• _Task set_
1. Please decide whether each statement below agrees with the surveillance capitalism article: (a) Zuboff's book runs to about 700 pages; (b) Zuboff is a professor emerita at Harvard Law School; (c) Zuboff accepts that commercial interests will inevitably overpower people's needs. Answer yes or no for each and quote the deciding words.
2. In the surveillance capitalism article, who interviewed Zuboff, and for which outlet?

• _Text provided_

[start]

Understanding How Data Rules
Every week there are new reports of data breaches affecting the private information of millions of individuals. Unless you disable data tracking, your clicks, steps, and heartbeats are recorded and, in many cases, sold. The “glass life,” says author Shoshana Zuboff, has become an integral part of economic reality — one that rewards companies for being up-to-date on what we like, where we go, and whom we know. In her sprawling 700-page book, The Age of Surveillance Capitalism: The Fight for a Human Future at the New Frontier of Power (PublicAffairs, 2019), Zuboff, a professor emerita at Harvard Business School, examines the inner workings of this powerful system, how it emerged, and the dangers it poses to individuals and society in general.
In an interview with Nilay Patel of The Verge, Zuboff admits that in the early days of the internet, people were optimistic. We all ran to the internet with open arms, she says: “We thought we were using surveillance capitalism’s free services.” But it soon became apparent that free wasn’t free and that the personal data of “users” was being used as the raw material for a new ecosystem dedicated to predicting human behavior. We were “just on our laptops feeding these supply chains.”
Zuboff refuses to accept the inevitability of a digital future in which the needs of people are overpowered by commercial interests. To rebalance the digital ecosystem in favor of humans, she argues for stricter government regulations on the use of personal data, increased collective action by consumers and companies, and individuals taking decisive steps to control how their information is used.

[end]

• _Excerpted records_
[start]

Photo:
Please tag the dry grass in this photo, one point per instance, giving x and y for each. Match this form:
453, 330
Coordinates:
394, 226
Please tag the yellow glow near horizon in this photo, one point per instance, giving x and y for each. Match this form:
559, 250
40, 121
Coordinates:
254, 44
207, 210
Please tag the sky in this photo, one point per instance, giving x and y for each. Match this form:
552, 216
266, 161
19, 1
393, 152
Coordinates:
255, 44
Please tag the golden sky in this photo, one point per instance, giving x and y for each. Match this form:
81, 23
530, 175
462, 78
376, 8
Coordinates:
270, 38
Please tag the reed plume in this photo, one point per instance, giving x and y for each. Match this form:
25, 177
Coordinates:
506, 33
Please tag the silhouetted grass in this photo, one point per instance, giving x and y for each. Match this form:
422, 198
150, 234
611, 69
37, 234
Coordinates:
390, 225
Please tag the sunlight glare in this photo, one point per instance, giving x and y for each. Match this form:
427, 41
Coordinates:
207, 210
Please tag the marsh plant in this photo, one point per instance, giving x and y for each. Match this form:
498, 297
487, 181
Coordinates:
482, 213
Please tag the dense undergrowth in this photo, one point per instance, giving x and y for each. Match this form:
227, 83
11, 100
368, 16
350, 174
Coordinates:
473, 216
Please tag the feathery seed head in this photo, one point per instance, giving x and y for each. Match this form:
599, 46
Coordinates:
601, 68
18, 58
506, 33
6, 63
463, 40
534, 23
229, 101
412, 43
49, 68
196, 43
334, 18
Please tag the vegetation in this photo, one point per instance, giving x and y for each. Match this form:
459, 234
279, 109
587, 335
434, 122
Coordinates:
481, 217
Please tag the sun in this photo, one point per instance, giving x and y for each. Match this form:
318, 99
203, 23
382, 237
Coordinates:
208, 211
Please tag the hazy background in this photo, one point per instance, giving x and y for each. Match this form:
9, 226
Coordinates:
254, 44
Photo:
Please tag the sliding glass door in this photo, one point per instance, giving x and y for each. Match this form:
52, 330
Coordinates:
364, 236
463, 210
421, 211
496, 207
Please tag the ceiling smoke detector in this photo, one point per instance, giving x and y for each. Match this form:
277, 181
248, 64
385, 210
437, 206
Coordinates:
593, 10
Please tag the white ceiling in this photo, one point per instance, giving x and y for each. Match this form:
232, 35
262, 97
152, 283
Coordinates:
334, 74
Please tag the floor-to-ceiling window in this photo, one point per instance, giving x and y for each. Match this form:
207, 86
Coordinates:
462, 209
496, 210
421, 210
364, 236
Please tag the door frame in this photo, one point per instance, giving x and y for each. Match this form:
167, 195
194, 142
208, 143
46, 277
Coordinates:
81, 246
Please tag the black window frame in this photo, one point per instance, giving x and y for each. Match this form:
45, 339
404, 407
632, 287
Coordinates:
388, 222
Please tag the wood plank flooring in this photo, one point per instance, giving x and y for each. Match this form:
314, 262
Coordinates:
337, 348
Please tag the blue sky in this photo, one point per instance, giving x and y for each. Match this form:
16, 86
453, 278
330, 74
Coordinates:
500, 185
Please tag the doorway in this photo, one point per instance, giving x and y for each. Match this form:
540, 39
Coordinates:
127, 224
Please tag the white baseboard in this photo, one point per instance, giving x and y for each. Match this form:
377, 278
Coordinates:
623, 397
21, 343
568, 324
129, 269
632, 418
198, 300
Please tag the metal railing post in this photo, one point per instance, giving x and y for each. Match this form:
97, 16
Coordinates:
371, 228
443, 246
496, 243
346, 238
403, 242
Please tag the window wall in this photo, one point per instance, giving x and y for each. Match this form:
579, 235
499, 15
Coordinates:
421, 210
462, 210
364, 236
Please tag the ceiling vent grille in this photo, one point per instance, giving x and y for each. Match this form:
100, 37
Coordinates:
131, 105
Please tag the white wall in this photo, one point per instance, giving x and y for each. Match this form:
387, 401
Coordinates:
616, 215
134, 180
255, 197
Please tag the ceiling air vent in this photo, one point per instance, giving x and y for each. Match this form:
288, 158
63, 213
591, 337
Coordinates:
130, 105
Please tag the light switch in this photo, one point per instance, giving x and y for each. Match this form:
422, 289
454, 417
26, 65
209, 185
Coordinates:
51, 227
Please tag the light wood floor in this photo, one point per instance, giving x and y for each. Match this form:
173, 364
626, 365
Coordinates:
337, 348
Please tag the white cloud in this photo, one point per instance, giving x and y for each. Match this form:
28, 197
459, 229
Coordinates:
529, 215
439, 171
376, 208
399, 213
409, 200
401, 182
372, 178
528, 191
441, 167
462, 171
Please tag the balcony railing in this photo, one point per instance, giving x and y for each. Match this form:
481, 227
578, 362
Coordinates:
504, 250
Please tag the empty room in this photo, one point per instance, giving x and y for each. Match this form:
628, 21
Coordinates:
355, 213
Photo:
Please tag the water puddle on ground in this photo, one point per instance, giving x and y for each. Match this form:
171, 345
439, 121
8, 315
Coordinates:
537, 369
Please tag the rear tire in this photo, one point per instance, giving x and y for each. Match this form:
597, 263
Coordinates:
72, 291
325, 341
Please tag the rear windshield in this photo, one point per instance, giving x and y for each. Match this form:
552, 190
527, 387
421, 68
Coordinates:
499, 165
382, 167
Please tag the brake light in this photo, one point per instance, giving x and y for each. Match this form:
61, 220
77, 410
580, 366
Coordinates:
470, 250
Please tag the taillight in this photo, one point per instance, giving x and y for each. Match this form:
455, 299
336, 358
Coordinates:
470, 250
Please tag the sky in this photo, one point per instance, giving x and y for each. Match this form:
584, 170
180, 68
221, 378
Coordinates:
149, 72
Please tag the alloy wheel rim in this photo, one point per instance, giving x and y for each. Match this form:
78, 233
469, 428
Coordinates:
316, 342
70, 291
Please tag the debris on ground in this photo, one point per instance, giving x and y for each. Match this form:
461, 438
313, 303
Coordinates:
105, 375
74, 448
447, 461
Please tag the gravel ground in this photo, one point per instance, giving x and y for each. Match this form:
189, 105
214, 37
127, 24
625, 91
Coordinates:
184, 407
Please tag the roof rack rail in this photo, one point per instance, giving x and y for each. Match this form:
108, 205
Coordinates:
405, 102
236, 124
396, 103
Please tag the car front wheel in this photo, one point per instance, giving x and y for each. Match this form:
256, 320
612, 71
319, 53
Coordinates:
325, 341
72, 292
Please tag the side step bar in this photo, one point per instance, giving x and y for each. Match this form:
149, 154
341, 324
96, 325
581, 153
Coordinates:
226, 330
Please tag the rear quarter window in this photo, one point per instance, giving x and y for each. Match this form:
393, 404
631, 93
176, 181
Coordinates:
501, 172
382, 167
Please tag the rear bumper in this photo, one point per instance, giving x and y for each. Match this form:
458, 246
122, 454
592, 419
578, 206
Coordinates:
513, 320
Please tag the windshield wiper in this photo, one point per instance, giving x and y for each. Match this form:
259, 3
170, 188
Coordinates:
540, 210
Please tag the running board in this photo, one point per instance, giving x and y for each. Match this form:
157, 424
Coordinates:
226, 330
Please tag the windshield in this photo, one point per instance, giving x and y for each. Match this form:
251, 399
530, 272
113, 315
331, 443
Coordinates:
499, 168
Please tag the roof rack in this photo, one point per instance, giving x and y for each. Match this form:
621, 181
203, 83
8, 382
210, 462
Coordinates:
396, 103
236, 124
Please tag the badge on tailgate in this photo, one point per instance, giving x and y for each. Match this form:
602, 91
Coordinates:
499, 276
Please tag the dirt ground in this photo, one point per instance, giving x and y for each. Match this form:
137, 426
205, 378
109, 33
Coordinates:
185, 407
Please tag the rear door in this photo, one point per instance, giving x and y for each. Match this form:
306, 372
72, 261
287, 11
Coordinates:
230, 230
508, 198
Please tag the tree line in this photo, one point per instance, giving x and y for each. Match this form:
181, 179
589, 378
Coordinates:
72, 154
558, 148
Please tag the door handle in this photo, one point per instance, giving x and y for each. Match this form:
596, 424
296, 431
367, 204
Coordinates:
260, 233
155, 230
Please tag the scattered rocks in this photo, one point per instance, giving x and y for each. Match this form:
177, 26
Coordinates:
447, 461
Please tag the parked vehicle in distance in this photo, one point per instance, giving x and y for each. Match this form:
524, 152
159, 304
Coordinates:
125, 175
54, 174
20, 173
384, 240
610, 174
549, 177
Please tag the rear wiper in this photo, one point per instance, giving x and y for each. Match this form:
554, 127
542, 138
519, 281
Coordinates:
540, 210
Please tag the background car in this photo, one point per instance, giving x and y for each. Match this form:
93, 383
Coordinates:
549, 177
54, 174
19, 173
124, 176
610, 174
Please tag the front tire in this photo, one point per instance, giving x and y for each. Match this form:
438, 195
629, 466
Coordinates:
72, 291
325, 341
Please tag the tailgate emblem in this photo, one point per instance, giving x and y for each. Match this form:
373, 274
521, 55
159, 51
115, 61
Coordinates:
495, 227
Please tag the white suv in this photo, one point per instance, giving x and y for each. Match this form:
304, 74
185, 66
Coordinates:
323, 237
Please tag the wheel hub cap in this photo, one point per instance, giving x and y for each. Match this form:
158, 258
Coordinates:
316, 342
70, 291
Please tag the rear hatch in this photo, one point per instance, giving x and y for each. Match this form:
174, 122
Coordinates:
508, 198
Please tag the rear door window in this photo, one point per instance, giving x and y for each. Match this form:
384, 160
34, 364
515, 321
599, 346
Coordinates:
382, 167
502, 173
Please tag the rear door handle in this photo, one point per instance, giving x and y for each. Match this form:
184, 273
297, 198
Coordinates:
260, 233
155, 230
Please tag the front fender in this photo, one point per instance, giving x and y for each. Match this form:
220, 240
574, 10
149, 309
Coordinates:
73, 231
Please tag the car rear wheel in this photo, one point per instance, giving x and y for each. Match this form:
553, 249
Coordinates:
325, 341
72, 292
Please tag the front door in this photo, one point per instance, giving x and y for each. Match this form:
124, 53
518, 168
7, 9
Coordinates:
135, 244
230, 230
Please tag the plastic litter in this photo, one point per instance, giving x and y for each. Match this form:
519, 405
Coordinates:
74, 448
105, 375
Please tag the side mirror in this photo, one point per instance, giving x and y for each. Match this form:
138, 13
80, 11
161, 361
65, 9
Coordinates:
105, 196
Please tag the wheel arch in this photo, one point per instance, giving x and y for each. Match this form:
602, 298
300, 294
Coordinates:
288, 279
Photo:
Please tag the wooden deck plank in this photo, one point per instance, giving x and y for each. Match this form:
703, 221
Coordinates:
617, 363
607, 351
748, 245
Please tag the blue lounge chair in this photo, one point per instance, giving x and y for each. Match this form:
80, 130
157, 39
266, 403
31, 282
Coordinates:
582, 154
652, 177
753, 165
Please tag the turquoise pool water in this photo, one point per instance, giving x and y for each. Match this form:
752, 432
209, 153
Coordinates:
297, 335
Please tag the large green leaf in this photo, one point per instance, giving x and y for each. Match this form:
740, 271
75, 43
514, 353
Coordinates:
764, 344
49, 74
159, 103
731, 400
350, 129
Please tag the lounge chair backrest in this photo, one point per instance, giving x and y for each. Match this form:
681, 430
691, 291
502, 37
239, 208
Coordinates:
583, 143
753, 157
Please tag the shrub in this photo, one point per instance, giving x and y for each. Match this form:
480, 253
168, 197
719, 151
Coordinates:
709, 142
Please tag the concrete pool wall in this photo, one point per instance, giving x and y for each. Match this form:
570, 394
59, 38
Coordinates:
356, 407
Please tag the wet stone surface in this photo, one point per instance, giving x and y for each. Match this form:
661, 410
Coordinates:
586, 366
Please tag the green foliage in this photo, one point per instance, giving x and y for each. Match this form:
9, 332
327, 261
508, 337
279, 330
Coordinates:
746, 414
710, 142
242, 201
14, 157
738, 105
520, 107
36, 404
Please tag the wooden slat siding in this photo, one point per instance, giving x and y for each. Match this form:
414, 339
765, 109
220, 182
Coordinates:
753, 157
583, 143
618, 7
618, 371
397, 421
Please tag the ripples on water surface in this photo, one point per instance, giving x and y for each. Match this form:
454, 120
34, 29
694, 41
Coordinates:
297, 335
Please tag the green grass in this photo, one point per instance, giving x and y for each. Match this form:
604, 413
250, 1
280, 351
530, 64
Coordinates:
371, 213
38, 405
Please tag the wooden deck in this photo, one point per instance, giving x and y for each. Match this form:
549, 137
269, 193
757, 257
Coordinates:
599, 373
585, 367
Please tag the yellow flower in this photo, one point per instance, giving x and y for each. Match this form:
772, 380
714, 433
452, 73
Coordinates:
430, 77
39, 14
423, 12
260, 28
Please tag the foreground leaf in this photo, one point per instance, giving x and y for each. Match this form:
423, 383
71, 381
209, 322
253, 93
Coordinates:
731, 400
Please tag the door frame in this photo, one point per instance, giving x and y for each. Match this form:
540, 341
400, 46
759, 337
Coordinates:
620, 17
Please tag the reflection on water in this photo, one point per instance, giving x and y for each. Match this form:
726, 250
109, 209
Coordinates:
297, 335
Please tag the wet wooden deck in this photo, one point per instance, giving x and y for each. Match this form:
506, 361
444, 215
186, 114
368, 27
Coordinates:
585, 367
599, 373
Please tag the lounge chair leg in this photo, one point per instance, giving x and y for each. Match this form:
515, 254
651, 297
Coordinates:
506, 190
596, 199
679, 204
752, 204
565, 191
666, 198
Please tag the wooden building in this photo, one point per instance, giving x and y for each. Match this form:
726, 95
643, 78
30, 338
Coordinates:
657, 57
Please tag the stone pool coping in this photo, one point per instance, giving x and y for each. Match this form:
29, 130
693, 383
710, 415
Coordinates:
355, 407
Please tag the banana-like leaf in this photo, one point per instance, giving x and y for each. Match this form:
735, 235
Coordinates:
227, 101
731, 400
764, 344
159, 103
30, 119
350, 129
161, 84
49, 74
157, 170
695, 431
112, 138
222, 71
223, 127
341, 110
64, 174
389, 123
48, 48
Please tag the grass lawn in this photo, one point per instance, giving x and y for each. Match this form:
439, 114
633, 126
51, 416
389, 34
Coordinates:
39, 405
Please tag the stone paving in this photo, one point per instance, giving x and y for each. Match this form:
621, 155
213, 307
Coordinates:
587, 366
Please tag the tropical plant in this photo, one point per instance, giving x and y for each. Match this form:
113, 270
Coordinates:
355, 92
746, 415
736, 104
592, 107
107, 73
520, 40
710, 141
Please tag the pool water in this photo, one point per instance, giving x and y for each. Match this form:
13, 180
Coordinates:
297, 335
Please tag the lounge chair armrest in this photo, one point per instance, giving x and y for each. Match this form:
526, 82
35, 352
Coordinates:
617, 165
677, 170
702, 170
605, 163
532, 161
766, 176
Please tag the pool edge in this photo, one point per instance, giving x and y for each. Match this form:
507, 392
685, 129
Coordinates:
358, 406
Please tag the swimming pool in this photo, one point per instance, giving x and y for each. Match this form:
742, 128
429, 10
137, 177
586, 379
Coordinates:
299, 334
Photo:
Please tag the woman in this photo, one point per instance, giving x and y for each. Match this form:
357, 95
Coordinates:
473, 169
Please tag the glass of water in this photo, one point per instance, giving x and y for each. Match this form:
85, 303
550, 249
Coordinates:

[end]

• _Responses_
1.
(a) Yes: "In her sprawling 700-page book"
(b) No: "a professor emerita at Harvard Business School"
(c) No: "Zuboff refuses to accept the inevitability of a digital future in which the needs of people are overpowered by commercial interests"

2. Nilay Patel of The Verge.